Exercise inputs:
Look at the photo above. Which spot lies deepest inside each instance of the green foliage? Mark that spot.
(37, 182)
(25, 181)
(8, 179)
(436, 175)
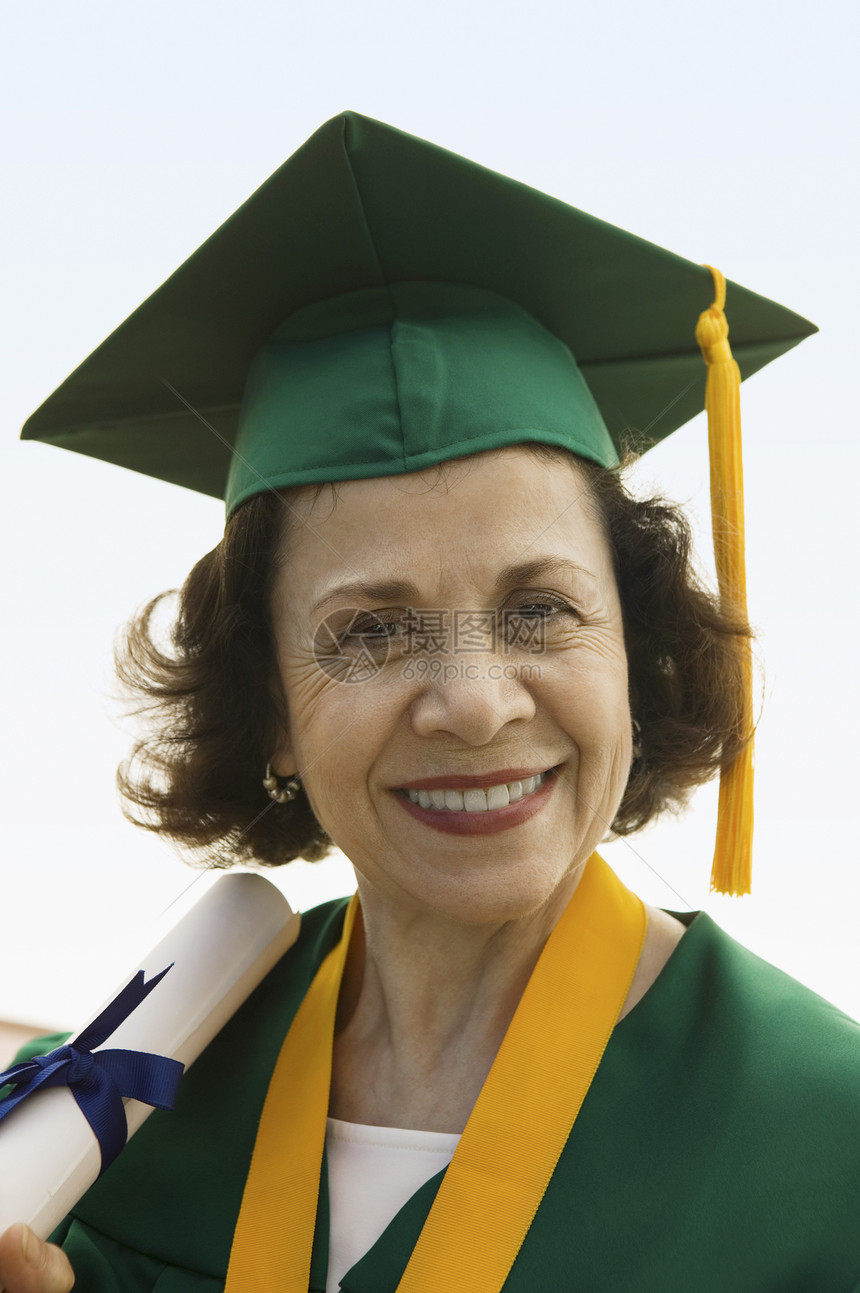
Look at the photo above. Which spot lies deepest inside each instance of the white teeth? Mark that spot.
(476, 801)
(497, 797)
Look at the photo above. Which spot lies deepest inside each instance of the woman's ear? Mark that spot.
(283, 762)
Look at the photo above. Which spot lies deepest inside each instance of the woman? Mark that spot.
(466, 662)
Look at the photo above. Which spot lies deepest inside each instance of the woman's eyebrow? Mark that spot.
(526, 572)
(370, 590)
(402, 590)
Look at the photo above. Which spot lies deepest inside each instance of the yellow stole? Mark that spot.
(512, 1139)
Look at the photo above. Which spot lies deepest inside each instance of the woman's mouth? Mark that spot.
(477, 801)
(468, 810)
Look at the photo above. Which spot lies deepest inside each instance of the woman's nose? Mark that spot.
(470, 696)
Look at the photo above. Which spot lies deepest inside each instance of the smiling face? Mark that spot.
(445, 641)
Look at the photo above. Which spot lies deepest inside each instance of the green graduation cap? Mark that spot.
(380, 305)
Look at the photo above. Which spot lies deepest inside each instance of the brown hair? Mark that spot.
(214, 707)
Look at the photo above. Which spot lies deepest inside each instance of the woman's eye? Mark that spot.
(369, 631)
(538, 610)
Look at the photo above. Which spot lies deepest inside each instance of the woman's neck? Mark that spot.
(424, 1006)
(423, 1010)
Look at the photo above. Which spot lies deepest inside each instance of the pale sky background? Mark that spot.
(129, 132)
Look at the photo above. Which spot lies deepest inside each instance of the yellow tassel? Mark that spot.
(732, 868)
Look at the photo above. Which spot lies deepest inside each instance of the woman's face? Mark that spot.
(449, 635)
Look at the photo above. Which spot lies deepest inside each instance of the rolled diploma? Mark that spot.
(220, 951)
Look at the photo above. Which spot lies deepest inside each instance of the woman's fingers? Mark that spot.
(30, 1266)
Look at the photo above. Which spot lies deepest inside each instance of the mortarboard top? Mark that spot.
(384, 305)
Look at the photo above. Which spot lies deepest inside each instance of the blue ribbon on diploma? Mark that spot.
(101, 1081)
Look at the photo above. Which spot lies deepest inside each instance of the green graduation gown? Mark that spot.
(718, 1148)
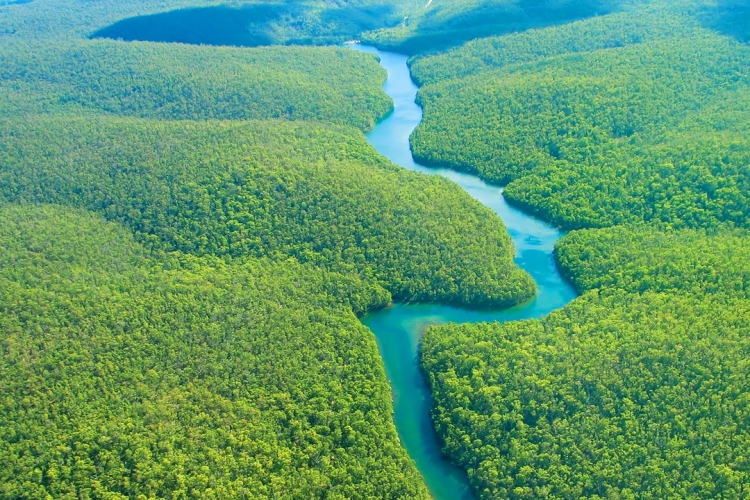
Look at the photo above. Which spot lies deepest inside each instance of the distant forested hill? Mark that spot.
(246, 23)
(319, 194)
(442, 24)
(606, 121)
(189, 82)
(181, 323)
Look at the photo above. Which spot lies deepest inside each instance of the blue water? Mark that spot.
(398, 329)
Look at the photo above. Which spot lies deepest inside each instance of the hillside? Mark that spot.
(589, 133)
(178, 82)
(440, 25)
(319, 194)
(637, 389)
(129, 377)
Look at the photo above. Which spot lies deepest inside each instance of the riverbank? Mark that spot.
(398, 329)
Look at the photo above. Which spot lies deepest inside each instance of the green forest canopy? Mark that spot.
(170, 324)
(637, 389)
(126, 376)
(592, 134)
(319, 194)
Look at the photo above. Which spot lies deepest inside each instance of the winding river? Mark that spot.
(398, 329)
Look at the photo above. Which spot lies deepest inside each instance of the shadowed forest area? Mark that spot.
(191, 224)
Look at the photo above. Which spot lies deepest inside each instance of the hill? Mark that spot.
(126, 376)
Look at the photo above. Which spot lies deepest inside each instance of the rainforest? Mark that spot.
(499, 251)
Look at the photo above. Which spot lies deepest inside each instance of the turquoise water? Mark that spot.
(398, 329)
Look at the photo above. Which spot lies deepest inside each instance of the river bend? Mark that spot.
(398, 329)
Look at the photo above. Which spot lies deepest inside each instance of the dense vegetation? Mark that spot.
(189, 82)
(592, 134)
(641, 259)
(319, 194)
(635, 121)
(616, 396)
(638, 389)
(256, 24)
(282, 21)
(125, 376)
(447, 23)
(203, 343)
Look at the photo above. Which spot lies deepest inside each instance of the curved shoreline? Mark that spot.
(398, 329)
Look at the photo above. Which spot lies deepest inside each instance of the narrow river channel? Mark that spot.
(398, 329)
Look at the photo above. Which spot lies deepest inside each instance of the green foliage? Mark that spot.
(731, 17)
(602, 32)
(641, 259)
(257, 24)
(129, 377)
(616, 396)
(447, 23)
(650, 131)
(284, 21)
(319, 194)
(189, 82)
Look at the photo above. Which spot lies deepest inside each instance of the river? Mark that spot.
(398, 329)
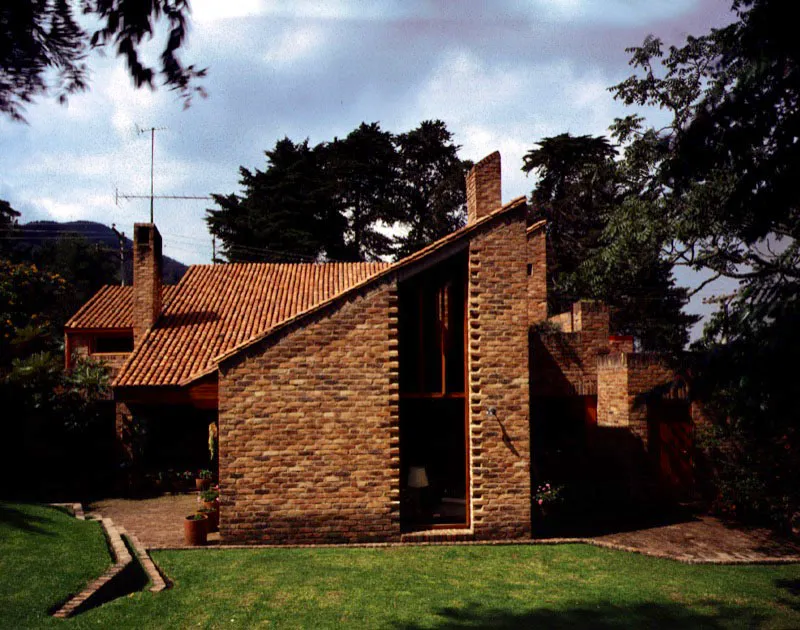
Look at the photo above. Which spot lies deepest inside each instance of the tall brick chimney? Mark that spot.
(146, 278)
(483, 188)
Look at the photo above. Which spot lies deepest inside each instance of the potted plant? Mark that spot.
(195, 529)
(203, 480)
(209, 499)
(213, 518)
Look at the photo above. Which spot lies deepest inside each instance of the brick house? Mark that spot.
(357, 401)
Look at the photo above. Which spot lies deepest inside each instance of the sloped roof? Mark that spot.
(110, 307)
(217, 307)
(219, 310)
(400, 264)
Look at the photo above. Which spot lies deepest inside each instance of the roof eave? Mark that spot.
(514, 204)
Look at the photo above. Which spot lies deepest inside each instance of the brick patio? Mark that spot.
(158, 523)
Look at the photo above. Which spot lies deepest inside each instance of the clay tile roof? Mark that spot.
(421, 254)
(110, 307)
(217, 307)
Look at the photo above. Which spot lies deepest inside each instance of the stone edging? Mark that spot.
(122, 559)
(721, 559)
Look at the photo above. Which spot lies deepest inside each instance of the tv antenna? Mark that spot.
(152, 196)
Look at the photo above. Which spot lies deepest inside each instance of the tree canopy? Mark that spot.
(338, 200)
(580, 186)
(717, 193)
(44, 48)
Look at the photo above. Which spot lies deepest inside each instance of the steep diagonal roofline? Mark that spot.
(400, 264)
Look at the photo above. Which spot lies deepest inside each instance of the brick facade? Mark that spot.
(147, 265)
(565, 361)
(537, 273)
(498, 381)
(308, 429)
(483, 188)
(624, 382)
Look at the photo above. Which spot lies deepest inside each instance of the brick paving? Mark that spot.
(158, 523)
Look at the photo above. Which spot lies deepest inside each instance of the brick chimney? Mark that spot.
(483, 188)
(146, 278)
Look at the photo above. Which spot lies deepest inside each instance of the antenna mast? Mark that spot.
(152, 131)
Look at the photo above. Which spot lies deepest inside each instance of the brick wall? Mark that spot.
(498, 379)
(484, 188)
(565, 363)
(308, 429)
(146, 278)
(624, 383)
(82, 344)
(537, 274)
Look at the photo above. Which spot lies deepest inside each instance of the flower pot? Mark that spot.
(195, 529)
(211, 510)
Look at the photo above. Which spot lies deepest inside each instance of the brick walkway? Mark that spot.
(158, 523)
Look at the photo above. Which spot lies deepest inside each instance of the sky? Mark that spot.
(501, 75)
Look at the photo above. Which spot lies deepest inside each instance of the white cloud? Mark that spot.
(294, 45)
(500, 107)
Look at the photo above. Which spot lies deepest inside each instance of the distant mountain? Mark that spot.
(42, 232)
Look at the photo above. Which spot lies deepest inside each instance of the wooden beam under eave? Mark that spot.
(202, 394)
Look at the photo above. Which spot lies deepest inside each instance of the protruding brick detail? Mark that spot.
(537, 273)
(623, 383)
(146, 278)
(497, 359)
(484, 188)
(565, 361)
(309, 429)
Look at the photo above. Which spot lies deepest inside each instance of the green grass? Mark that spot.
(570, 586)
(46, 555)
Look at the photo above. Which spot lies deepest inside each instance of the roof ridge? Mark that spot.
(403, 262)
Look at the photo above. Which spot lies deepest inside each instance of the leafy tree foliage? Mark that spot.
(283, 212)
(338, 199)
(43, 47)
(432, 193)
(718, 193)
(580, 186)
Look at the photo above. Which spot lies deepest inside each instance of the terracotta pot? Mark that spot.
(195, 530)
(213, 516)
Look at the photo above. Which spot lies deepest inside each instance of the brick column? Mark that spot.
(498, 381)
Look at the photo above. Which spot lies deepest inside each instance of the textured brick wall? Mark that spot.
(81, 345)
(624, 383)
(565, 363)
(613, 406)
(498, 378)
(146, 278)
(484, 188)
(308, 429)
(537, 276)
(620, 344)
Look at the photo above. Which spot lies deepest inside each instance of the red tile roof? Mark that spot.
(451, 238)
(217, 307)
(110, 307)
(218, 310)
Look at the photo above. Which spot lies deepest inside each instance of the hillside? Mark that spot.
(43, 232)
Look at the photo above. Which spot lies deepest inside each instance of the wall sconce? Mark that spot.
(417, 477)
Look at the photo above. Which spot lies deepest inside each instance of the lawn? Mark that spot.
(431, 587)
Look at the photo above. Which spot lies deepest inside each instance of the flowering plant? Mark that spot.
(547, 494)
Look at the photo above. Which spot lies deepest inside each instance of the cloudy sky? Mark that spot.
(502, 74)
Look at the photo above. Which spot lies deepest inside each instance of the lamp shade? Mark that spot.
(417, 477)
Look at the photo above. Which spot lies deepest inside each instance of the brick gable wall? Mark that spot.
(308, 429)
(498, 379)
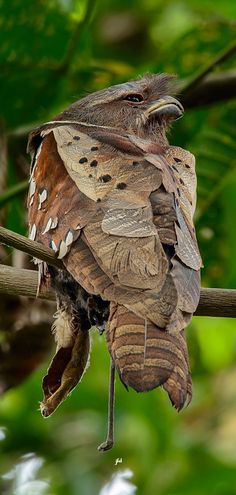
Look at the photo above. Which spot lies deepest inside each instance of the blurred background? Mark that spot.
(51, 53)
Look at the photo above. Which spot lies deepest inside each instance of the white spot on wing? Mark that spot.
(54, 222)
(69, 238)
(48, 226)
(51, 224)
(33, 232)
(62, 250)
(32, 187)
(42, 197)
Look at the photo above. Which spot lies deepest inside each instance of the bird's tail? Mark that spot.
(147, 356)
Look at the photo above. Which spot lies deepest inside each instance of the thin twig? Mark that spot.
(108, 444)
(12, 192)
(20, 282)
(3, 165)
(33, 248)
(195, 80)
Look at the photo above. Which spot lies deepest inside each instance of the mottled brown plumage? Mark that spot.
(115, 201)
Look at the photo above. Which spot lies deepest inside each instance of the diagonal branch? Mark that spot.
(213, 302)
(32, 248)
(219, 59)
(20, 282)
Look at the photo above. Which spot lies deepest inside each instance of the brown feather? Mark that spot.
(116, 202)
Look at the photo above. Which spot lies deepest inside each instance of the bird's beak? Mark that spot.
(167, 107)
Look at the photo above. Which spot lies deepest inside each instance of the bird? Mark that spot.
(115, 201)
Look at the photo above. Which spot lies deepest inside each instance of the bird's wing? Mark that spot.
(103, 182)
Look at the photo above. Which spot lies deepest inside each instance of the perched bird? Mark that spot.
(115, 202)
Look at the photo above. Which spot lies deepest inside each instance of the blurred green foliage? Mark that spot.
(51, 53)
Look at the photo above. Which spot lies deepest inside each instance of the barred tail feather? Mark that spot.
(146, 356)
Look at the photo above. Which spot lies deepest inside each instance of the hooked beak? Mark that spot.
(167, 107)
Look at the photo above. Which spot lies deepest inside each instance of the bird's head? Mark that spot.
(142, 106)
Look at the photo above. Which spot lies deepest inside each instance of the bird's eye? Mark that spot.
(134, 98)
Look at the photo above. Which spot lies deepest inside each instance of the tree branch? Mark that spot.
(198, 78)
(20, 282)
(213, 302)
(33, 248)
(212, 89)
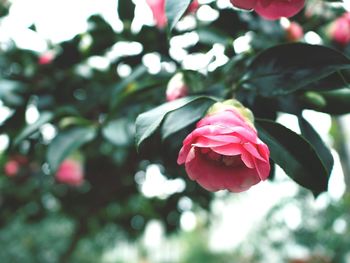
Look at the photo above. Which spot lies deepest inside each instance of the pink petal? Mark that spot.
(228, 149)
(253, 151)
(203, 141)
(183, 154)
(276, 9)
(224, 138)
(244, 4)
(247, 159)
(214, 177)
(263, 169)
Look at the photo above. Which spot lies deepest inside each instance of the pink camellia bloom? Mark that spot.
(11, 168)
(294, 32)
(46, 58)
(158, 10)
(340, 30)
(271, 9)
(70, 172)
(176, 88)
(224, 152)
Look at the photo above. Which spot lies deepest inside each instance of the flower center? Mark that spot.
(219, 159)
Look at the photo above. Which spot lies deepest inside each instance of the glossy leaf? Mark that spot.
(185, 116)
(294, 155)
(333, 102)
(309, 133)
(286, 68)
(147, 123)
(44, 118)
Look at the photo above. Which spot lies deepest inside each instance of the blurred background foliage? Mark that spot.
(79, 99)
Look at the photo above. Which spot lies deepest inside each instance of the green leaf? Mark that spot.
(126, 10)
(185, 116)
(174, 10)
(286, 68)
(118, 132)
(294, 155)
(337, 80)
(147, 123)
(335, 102)
(10, 92)
(67, 142)
(309, 133)
(44, 118)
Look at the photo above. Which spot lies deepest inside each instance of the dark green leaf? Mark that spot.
(286, 68)
(147, 123)
(126, 9)
(315, 140)
(44, 118)
(10, 93)
(294, 155)
(333, 102)
(334, 81)
(175, 10)
(66, 142)
(188, 114)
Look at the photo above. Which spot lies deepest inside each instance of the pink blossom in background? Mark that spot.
(158, 10)
(294, 32)
(46, 58)
(340, 30)
(271, 9)
(224, 152)
(70, 172)
(11, 168)
(176, 88)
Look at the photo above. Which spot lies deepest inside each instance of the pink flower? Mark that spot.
(158, 10)
(70, 172)
(46, 58)
(271, 9)
(340, 30)
(177, 88)
(11, 168)
(294, 32)
(224, 152)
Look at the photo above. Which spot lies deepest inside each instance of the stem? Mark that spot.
(78, 233)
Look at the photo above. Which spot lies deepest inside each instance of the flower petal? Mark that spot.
(228, 149)
(215, 177)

Stated exercise: Could you print everything from the line containing "glossy leaf? Mark that spot." down to the end of the listing above, including that line, character for character?

Solution to the problem:
Look at the photo above. Which spot lies deepest inside each instance of the glossy leaf? Mark that spot.
(185, 116)
(294, 155)
(333, 102)
(309, 133)
(286, 68)
(147, 123)
(44, 118)
Look at the photo above. Which spot lies deepest inside each instance of the blurred background foliage? Mark that spot.
(79, 99)
Look at the photo above. Which spot lies deepest inside each instance of the green leaf? Mark that spot.
(126, 10)
(185, 116)
(174, 10)
(286, 68)
(118, 132)
(294, 155)
(337, 80)
(147, 123)
(335, 102)
(10, 92)
(67, 142)
(309, 133)
(44, 118)
Look at the photo above. Which spot lies deepest inside each instance of the dark green leaf? Mark that spot.
(286, 68)
(147, 123)
(126, 9)
(315, 140)
(44, 118)
(10, 93)
(294, 155)
(333, 102)
(334, 81)
(175, 10)
(66, 142)
(188, 114)
Look at the photo above. Which spot lies deepest inside each instance of the pink blossom in background? Mark that spot.
(158, 10)
(294, 32)
(46, 58)
(340, 30)
(271, 9)
(224, 152)
(70, 172)
(11, 168)
(176, 88)
Look at the photo above. Which spot lies deepest inside each instance of the pink flower? Mark that spot.
(158, 10)
(70, 172)
(46, 58)
(271, 9)
(340, 30)
(177, 88)
(11, 168)
(294, 32)
(224, 152)
Look at the photo above. Which spot lies deepest inside each instance of the stem? Mark that spot.
(78, 233)
Look at the photo above. Which spot lies deepest inside each instance of the flower petal? Mark that spot.
(228, 149)
(215, 177)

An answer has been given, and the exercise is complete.